> **What is required**:
Each line from the one that contains "In this exercise you will annotate the beige" through the end of the entries should be repeated exactly, with nothing added.

--- Recorded data Enclosed Below ---

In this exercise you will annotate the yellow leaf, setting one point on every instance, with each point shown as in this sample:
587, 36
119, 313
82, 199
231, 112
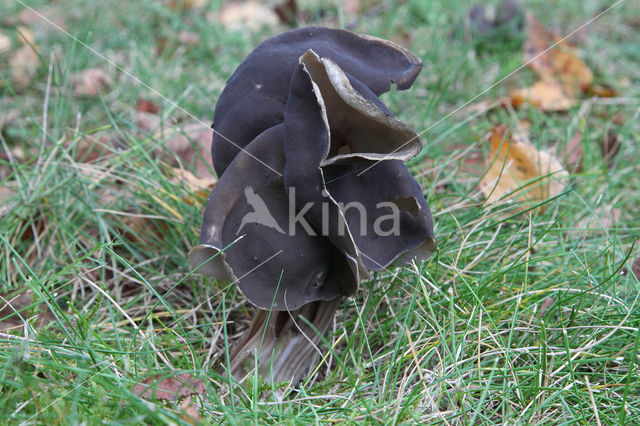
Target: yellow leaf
561, 63
519, 172
547, 95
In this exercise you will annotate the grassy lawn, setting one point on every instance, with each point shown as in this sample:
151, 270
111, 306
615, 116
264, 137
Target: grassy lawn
519, 318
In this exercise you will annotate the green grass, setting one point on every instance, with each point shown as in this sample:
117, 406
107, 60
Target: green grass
517, 318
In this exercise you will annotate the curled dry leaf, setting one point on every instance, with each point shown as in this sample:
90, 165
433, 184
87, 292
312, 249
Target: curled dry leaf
575, 153
610, 147
560, 63
519, 171
191, 412
547, 95
250, 15
91, 81
145, 105
24, 61
172, 388
15, 310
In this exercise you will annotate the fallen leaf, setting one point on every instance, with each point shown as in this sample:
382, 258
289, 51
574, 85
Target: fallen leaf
91, 82
190, 142
520, 172
575, 153
547, 95
610, 147
145, 105
5, 43
188, 38
560, 62
173, 388
24, 61
250, 15
191, 412
21, 301
602, 91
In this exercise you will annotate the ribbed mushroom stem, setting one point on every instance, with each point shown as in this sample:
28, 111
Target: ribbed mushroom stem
287, 346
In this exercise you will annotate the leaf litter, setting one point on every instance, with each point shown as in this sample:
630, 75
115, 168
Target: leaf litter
518, 171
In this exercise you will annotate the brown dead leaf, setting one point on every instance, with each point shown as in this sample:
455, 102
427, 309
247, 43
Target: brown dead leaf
190, 142
24, 61
5, 43
173, 388
250, 15
519, 171
145, 105
91, 82
602, 91
561, 63
21, 301
575, 153
191, 412
547, 95
610, 147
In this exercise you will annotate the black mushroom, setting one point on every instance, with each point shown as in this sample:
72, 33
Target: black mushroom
312, 191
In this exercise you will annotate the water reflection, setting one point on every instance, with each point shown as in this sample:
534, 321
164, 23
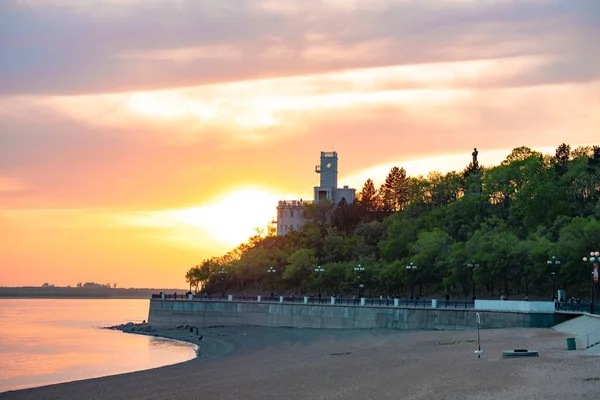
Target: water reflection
51, 341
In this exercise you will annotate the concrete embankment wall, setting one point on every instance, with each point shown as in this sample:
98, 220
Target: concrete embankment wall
170, 313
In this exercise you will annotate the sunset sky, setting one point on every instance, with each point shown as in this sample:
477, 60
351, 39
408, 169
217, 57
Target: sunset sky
138, 137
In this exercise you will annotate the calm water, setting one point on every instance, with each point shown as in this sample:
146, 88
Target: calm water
44, 341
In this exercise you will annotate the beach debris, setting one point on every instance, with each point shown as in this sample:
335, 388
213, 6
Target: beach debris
131, 327
340, 354
520, 353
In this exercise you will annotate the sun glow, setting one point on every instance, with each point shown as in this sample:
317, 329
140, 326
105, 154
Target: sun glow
231, 219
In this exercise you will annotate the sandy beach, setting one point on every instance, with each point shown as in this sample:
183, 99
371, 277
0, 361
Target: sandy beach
285, 363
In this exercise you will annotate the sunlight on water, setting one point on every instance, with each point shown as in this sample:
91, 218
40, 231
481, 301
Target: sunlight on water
45, 341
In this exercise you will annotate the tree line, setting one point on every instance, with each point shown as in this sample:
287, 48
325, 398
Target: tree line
520, 228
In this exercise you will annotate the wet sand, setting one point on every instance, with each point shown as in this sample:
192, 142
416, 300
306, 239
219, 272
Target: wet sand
285, 363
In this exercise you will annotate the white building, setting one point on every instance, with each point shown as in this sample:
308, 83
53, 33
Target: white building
290, 212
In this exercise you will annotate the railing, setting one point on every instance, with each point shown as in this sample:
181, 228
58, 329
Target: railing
425, 303
577, 307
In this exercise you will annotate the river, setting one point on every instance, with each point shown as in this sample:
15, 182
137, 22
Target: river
45, 341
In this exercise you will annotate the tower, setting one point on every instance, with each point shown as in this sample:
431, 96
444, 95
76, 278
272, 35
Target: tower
328, 182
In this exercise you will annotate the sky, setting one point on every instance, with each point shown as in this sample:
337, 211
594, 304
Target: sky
138, 137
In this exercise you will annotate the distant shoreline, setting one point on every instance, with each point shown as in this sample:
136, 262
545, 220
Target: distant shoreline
79, 293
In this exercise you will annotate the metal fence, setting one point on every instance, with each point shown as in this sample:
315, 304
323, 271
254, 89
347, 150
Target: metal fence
424, 303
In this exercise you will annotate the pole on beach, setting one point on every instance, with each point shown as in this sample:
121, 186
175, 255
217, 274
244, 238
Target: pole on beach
478, 337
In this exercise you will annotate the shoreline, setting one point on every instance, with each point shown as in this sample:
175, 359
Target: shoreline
274, 363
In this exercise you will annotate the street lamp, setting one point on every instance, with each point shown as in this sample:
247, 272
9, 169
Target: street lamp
472, 266
271, 271
318, 270
411, 267
556, 263
594, 260
358, 270
222, 273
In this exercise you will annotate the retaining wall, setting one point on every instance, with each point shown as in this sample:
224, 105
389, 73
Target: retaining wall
171, 313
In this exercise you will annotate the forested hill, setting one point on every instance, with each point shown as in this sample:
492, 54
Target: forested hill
484, 230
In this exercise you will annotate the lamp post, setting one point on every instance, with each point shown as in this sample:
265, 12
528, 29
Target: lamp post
553, 262
594, 260
222, 273
271, 271
472, 266
411, 267
358, 270
318, 270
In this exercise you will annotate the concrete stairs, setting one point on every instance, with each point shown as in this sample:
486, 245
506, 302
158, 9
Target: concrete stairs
586, 330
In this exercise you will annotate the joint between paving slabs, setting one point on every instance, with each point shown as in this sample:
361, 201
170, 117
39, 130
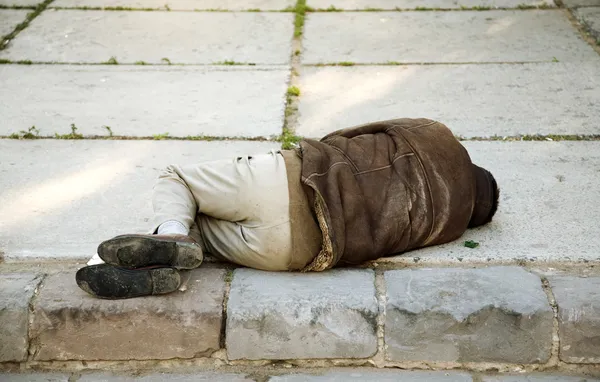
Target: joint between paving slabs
554, 352
29, 18
380, 294
33, 342
288, 138
583, 31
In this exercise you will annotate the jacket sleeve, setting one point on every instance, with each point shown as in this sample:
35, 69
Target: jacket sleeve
369, 128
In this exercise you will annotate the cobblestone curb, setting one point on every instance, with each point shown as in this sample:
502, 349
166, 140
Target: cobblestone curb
476, 318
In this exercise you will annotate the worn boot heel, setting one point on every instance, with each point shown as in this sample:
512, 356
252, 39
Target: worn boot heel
107, 281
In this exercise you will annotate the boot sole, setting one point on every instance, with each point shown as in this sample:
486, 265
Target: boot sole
109, 282
136, 251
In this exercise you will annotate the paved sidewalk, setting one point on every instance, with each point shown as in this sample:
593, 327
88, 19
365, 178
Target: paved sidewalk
99, 95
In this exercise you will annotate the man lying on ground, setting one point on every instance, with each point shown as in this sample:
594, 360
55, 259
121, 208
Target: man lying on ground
356, 195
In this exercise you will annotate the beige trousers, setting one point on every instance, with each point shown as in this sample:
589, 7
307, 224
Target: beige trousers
237, 210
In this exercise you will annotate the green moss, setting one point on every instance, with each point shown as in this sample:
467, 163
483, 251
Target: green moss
110, 133
471, 244
111, 61
31, 133
300, 11
72, 135
293, 91
28, 19
288, 139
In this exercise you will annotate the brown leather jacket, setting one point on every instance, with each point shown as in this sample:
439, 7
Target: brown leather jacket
385, 188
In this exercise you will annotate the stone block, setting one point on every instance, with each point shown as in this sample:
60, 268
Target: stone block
536, 378
440, 37
548, 98
160, 377
412, 4
16, 291
331, 314
69, 324
181, 5
34, 377
74, 36
362, 375
498, 314
578, 317
10, 18
143, 101
87, 191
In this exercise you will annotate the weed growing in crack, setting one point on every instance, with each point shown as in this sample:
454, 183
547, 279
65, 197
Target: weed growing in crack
30, 16
300, 11
293, 91
72, 135
110, 133
31, 133
288, 139
111, 61
160, 137
233, 63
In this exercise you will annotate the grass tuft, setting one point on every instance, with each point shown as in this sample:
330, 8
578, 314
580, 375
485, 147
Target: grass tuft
72, 135
300, 11
293, 91
111, 61
31, 133
160, 137
30, 16
288, 139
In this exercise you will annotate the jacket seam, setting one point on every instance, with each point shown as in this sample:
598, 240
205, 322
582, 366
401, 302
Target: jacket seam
344, 155
384, 167
428, 187
324, 173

--- End of Enclosed Recorded data ---

> **Solution below**:
In this exercise you will annotate the beige trousers, setting one point on every instance, with each point shown as in this sample:
589, 7
307, 224
Target: beige trousers
237, 210
In this exercise you will annotate the green moss, setting one point on every instance, with each point shown as in this sample:
467, 163
483, 251
Target: green moss
110, 133
471, 244
111, 61
31, 133
300, 11
72, 135
293, 91
28, 19
288, 139
In this exercise you will annotate the brown leather jacket, setting one point on every instance, with each point shown as in this sample:
439, 7
Target: brown leather jacket
385, 188
In this exercise you will annotate the stone block, setting one point on every instance, with each point shown as in this sample:
60, 268
Target: stone block
536, 378
440, 37
548, 98
160, 377
412, 4
16, 291
331, 314
69, 324
181, 5
34, 377
74, 36
362, 375
498, 314
578, 317
10, 18
143, 101
87, 191
In this exercise you will annotate the weed growing in crack, setting one point on every instance, with each point shown as in this sample:
454, 183
547, 279
65, 197
Target: weed growing in crack
30, 16
300, 11
293, 91
72, 135
110, 133
31, 133
288, 139
111, 61
160, 137
233, 63
In this exercise you will annotate the grass tuft, setting one point on every instance, with each point shown as in this sample:
330, 8
578, 314
580, 375
485, 147
Target: grass tuft
72, 135
300, 11
293, 91
111, 61
31, 133
160, 137
30, 16
288, 139
In this exercise you will annotate the jacket seam, setting one point on every instance, with each point shown as in this sample:
598, 240
205, 322
582, 366
401, 302
Target: jacket seam
344, 155
384, 167
428, 187
324, 173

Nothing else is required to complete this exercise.